課題の目標 1
「讃歌」についての文章から、次の問いに答えてください。
(a) 「讃歌」はどのことばではじまり、どのことばでおわる詩ですか。
(b) 筆者は「あなた」を何と読みとりましたか。
(c) 「全体像」とは何が引き起こす運動のことですか。
課題の目標 2
「讃歌」についての文章を、最後の文のあとから書き継いでいただけますか。

文書の一節
2009-05-31 00:12:53 | 田村隆一

 「讃歌」は「やっと/あなたに会えた」ではじまり、「やっと/あなたに会えた」でおわる詩である。「あなた」とはだれか。私は「詩」と読みとった。

断片のなかに
破片のなかに
全体像がふくまれていなかったら

断片は断片にすぎない
破片は破片にすぎない

 このとき「全体像」とは、想像力が描き出す「姿」である。「断片」「破片」を「ことば」と置き換えてみると、とてもおもしろい。
 「ことば」はそれ自体として、「全体像」をふくんでいる。
 そして、その「全体像」とは「矛盾」が引き起こす運動のことである。

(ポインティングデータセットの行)

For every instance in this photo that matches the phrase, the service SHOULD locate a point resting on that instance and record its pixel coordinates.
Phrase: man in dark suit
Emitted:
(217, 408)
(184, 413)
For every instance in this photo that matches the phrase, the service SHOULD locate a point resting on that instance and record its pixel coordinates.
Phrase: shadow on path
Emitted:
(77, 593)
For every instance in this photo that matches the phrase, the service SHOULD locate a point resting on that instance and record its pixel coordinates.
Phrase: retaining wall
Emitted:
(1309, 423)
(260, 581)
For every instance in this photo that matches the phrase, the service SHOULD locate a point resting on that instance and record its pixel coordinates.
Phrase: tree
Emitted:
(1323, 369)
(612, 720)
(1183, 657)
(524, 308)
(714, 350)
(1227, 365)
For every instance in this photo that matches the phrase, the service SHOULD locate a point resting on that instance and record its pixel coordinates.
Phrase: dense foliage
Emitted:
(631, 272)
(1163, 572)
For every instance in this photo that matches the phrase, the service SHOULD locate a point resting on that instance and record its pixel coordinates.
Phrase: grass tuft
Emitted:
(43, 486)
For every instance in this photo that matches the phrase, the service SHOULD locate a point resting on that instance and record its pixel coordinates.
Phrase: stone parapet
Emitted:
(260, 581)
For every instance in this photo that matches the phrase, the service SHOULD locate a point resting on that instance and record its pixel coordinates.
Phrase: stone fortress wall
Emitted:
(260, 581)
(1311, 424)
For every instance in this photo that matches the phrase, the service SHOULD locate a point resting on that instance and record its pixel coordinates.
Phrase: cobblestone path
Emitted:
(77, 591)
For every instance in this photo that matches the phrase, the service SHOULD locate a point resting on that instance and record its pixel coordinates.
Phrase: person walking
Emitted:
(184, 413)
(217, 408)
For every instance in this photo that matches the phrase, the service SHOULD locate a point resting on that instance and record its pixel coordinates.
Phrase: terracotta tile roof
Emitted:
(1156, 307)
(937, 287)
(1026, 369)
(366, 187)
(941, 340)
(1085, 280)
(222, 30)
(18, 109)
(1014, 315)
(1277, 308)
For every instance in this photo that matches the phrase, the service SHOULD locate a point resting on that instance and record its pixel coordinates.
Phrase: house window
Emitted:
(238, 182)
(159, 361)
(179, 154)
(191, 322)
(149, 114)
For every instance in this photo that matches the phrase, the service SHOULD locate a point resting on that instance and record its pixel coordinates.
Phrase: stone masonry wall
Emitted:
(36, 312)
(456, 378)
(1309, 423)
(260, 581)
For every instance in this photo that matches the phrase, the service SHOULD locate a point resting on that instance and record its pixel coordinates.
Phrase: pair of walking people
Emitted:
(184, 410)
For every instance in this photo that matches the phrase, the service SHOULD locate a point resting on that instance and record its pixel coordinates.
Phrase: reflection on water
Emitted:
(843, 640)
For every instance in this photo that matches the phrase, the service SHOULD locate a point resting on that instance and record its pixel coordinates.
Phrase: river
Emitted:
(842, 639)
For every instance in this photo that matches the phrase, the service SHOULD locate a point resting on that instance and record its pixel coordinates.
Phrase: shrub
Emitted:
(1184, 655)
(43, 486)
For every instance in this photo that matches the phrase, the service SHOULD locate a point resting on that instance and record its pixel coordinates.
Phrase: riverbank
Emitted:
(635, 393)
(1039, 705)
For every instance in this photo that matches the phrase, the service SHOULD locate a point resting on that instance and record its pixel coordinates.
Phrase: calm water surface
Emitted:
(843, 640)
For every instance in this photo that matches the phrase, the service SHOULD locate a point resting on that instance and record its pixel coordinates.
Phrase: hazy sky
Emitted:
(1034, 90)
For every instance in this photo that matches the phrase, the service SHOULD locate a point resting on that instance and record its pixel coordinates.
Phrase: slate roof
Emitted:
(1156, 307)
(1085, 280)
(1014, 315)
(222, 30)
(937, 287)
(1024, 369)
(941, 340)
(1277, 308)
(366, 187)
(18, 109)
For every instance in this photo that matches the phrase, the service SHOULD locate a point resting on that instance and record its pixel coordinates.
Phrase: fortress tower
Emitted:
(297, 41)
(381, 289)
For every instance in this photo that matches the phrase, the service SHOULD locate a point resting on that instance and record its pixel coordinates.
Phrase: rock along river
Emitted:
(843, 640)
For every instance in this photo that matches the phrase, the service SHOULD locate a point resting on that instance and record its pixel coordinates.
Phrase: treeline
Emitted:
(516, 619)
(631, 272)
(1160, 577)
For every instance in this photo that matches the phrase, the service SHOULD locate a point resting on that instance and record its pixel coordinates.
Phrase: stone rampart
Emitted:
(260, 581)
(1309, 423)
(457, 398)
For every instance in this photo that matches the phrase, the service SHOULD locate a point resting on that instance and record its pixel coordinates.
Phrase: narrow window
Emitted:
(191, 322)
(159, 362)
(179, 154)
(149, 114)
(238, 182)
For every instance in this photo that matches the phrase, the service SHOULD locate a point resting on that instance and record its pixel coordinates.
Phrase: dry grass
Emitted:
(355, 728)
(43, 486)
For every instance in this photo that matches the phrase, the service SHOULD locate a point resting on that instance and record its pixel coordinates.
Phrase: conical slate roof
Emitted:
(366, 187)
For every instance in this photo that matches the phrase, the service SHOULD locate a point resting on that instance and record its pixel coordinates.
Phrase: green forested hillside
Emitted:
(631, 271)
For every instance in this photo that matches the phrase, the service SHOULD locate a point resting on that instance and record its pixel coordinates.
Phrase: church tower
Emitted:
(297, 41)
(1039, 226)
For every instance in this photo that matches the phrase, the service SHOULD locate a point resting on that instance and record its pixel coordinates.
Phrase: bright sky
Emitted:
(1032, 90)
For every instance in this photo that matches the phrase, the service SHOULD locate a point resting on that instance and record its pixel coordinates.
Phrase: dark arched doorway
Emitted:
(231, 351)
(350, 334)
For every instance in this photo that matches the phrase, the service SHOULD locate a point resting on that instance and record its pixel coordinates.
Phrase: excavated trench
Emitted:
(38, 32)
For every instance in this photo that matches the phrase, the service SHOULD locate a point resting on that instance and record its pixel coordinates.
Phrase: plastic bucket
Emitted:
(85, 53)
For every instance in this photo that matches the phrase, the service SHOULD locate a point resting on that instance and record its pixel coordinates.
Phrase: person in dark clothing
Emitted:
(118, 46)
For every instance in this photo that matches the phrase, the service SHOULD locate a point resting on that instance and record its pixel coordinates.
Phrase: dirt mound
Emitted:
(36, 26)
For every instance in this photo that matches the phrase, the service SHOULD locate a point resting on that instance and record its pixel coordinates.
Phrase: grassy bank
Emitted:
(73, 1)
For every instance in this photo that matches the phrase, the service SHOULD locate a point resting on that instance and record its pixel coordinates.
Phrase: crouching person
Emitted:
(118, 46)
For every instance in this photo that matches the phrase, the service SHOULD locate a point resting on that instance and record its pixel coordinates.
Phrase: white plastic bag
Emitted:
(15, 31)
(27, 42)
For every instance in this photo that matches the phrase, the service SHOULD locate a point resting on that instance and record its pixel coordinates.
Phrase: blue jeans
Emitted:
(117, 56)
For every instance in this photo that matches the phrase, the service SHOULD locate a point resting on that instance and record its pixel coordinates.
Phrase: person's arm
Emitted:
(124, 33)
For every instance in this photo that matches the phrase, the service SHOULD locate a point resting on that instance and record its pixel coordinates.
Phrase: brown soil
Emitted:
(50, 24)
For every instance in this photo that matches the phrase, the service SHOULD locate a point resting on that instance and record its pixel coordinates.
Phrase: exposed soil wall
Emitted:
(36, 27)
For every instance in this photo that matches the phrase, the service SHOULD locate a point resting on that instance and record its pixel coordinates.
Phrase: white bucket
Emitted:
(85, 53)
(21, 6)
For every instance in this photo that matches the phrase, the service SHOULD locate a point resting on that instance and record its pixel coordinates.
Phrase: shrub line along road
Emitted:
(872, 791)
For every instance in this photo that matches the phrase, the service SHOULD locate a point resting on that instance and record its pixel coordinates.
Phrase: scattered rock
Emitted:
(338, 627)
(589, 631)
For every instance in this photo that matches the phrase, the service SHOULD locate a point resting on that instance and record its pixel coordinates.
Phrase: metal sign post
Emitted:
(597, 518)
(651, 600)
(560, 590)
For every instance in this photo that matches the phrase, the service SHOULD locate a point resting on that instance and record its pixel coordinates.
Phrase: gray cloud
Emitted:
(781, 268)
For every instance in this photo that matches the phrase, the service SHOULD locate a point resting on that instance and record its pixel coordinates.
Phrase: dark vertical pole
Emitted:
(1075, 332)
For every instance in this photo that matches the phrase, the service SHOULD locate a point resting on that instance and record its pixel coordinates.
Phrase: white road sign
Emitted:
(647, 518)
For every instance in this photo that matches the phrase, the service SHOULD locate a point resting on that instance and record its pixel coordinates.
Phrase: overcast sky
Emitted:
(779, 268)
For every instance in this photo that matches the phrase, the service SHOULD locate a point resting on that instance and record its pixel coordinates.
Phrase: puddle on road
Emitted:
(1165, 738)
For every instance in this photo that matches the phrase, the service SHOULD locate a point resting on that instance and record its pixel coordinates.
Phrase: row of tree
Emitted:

回答文 1
(a) 「やっと/あなたに会えた」ではじまり、同じ「やっと/あなたに会えた」でおわります。
(b) 「詩」と読みとりました。
(c) 「矛盾」が引き起こす運動のことです。

回答文 2
窓だけあって部屋がない
部屋だけあって窓がない

ぼくが経験した世界の狂ったデザインのなかから
生れた
灰とエロスの有機物

 「狂ったデザイン」。それは、田村の「ことば」があえて「狂わせた」デザインである。田村の「ことば」は世界を「矛盾」のなかで描き出す。そして、「矛盾」をぶつけあい、叩き壊す。その叩き壊された断片、破片は、元の形の「全体像」をふくんでいるのではない。これから生まれる新しい全体像をふくんでいる。
 だからこそ、「有機物」である。

 詩は、叩き壊されたことばが、新しく再生していくとき、その変化のなかに輝く。



ぼくの遊覧船 (1975年)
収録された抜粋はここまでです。